**Problem statement:** Copy the material from its first line through the line containing "[73,89,351,124]", changing every "examine" to "inspect" and leaving all else as it is.

======== Rows

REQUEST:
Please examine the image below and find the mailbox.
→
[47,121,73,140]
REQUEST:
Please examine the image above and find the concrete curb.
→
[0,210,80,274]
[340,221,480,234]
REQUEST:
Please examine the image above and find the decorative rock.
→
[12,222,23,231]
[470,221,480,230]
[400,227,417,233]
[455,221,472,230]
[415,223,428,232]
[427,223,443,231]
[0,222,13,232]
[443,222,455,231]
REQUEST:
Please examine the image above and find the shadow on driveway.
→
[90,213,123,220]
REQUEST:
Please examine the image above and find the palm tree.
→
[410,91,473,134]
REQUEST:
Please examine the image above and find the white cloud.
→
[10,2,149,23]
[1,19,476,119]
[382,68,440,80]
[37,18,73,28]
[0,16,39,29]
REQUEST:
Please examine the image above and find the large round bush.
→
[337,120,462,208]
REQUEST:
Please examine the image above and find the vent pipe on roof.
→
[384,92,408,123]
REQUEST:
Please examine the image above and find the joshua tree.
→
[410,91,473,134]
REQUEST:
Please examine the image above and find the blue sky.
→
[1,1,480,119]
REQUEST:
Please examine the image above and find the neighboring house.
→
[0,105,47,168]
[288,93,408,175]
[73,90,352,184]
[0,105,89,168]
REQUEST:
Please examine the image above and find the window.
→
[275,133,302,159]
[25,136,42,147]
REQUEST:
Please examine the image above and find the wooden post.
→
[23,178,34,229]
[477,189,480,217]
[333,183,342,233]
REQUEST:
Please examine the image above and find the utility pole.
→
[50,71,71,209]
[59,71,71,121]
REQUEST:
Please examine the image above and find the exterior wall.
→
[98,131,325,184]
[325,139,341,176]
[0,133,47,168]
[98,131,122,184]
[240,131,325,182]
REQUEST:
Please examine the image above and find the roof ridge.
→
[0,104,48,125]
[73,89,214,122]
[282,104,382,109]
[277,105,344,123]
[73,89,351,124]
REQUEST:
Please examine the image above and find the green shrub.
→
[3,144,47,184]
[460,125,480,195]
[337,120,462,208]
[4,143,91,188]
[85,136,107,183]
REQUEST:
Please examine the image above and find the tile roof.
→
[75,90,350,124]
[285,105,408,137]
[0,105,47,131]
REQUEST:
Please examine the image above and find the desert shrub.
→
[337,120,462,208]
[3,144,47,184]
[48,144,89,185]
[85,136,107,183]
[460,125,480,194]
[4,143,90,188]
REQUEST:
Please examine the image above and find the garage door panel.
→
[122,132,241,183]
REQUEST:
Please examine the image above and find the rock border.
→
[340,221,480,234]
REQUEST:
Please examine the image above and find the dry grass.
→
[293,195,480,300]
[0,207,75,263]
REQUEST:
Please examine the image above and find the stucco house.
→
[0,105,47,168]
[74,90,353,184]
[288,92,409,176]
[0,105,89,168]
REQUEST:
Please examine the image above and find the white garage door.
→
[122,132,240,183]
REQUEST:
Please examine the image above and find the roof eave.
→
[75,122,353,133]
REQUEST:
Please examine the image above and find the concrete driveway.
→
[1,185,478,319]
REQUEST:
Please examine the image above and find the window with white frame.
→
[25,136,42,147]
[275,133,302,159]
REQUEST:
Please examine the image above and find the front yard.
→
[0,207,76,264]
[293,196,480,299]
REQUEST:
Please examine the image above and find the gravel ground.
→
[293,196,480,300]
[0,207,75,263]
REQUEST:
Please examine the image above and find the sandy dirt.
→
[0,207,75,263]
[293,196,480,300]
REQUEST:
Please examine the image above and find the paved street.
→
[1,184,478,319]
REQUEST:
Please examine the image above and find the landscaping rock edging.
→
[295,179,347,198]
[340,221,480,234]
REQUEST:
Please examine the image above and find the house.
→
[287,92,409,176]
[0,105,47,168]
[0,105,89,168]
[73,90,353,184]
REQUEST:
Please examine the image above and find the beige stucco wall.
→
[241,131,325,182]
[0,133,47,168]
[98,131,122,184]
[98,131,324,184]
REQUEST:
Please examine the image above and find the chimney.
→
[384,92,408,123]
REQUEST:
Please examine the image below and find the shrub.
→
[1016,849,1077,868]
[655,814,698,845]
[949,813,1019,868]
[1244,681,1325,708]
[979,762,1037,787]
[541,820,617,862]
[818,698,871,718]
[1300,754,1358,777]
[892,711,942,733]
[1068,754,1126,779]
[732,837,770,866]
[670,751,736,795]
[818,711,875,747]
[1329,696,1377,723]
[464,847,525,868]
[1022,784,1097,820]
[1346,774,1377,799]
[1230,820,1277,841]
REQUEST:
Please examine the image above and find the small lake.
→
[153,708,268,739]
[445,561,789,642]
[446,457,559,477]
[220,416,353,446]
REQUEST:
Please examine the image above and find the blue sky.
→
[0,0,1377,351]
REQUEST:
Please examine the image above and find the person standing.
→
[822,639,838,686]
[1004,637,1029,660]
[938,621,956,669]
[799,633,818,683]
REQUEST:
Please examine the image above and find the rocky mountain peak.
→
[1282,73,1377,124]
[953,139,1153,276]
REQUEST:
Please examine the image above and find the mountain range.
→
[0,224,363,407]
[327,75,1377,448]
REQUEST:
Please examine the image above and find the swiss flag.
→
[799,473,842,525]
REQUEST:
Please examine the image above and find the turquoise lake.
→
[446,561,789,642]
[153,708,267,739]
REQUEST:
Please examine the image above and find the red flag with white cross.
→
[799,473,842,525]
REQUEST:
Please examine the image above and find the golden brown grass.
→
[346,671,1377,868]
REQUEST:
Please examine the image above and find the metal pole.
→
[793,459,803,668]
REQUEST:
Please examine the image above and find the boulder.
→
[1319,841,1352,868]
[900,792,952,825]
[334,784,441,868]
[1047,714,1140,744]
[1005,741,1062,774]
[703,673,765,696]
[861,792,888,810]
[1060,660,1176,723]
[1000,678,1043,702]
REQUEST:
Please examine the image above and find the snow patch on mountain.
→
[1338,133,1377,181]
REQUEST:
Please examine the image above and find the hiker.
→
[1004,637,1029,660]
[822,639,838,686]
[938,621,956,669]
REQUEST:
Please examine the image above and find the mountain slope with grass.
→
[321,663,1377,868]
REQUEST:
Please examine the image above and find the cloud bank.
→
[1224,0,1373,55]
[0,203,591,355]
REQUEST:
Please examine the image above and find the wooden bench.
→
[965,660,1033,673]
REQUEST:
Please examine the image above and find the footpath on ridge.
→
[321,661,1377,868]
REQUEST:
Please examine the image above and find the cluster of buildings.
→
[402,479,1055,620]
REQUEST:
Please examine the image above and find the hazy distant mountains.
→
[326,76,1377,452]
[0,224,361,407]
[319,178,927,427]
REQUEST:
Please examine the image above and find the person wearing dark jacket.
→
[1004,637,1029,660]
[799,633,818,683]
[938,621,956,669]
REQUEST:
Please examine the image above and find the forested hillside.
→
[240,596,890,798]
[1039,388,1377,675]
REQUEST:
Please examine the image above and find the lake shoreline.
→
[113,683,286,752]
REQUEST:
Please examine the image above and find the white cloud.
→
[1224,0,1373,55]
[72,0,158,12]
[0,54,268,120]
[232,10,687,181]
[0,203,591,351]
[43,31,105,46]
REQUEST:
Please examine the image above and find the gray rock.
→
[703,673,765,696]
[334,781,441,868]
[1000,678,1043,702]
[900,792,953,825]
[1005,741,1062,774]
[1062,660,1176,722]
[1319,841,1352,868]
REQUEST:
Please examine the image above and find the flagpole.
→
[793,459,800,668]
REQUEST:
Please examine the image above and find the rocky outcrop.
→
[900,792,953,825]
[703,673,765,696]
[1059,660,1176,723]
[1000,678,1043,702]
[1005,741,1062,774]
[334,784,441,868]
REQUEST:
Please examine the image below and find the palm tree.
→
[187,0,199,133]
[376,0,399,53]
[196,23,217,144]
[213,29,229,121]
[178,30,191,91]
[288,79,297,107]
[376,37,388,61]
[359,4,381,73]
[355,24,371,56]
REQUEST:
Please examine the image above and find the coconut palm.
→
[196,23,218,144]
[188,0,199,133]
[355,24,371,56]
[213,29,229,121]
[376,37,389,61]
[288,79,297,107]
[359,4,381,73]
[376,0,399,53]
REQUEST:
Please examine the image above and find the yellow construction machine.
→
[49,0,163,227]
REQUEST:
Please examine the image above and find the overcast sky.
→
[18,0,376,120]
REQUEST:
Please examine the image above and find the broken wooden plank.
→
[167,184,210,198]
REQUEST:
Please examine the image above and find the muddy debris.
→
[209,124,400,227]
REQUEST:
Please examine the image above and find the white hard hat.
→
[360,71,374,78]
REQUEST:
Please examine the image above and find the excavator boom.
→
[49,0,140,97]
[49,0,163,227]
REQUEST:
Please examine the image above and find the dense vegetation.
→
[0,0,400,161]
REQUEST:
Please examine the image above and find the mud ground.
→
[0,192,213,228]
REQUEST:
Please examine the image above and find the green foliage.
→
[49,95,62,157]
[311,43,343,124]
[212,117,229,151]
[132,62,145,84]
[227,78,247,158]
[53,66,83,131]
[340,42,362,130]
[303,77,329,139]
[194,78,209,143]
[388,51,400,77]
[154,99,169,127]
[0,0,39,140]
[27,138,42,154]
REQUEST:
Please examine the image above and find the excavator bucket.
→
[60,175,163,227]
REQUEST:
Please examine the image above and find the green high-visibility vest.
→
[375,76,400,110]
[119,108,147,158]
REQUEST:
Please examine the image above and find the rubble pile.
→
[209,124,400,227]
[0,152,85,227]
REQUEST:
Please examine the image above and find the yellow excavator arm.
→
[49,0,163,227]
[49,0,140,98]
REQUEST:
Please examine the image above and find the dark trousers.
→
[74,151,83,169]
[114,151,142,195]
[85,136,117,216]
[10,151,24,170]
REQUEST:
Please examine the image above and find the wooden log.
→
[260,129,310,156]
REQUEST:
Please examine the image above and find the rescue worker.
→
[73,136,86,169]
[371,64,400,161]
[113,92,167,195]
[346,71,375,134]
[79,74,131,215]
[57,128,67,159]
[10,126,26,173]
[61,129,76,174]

================

**Exercise solution:**
REQUEST:
Please inspect the image below and find the mailbox.
→
[47,121,73,140]
REQUEST:
Please inspect the image above and find the concrete curb.
→
[0,210,80,274]
[340,221,480,234]
REQUEST:
Please inspect the image above and find the decorative rock.
→
[12,222,23,231]
[470,221,480,230]
[400,227,417,233]
[455,221,472,230]
[415,223,428,232]
[427,223,443,231]
[0,222,13,232]
[443,222,455,231]
REQUEST:
Please inspect the image above and find the shadow on driveway.
→
[90,213,123,220]
REQUEST:
Please inspect the image above and find the palm tree.
→
[410,91,473,134]
REQUEST:
Please inspect the image above and find the white cloud.
→
[10,2,149,23]
[1,19,476,119]
[382,68,440,80]
[37,18,73,28]
[0,16,39,29]
REQUEST:
Please inspect the image above and find the large round bush.
→
[337,120,462,208]
REQUEST:
Please inspect the image above and find the vent pipe on roof.
→
[384,92,408,123]
REQUEST:
Please inspect the image above and find the joshua tree.
→
[410,91,473,134]
REQUEST:
Please inspect the image above and find the blue sky.
→
[1,1,480,119]
REQUEST:
Please inspect the image above and find the neighboring house.
→
[0,105,47,168]
[288,93,408,175]
[73,90,352,184]
[0,105,89,168]
REQUEST:
Please inspect the image above and find the window.
→
[275,133,302,159]
[25,136,42,147]
REQUEST:
Please inspect the image above and find the wooden post.
→
[23,178,34,229]
[477,189,480,217]
[333,183,342,233]
REQUEST:
Please inspect the image above and find the utility pole.
→
[50,71,71,209]
[59,71,71,121]
REQUEST:
Please inspect the image above and find the exterior wall.
→
[98,131,325,184]
[325,139,341,176]
[0,133,47,168]
[98,131,122,184]
[240,131,325,182]
REQUEST:
Please inspect the image above and find the roof ridge.
→
[0,104,48,125]
[73,89,214,122]
[282,104,382,109]
[277,105,344,123]
[73,89,351,124]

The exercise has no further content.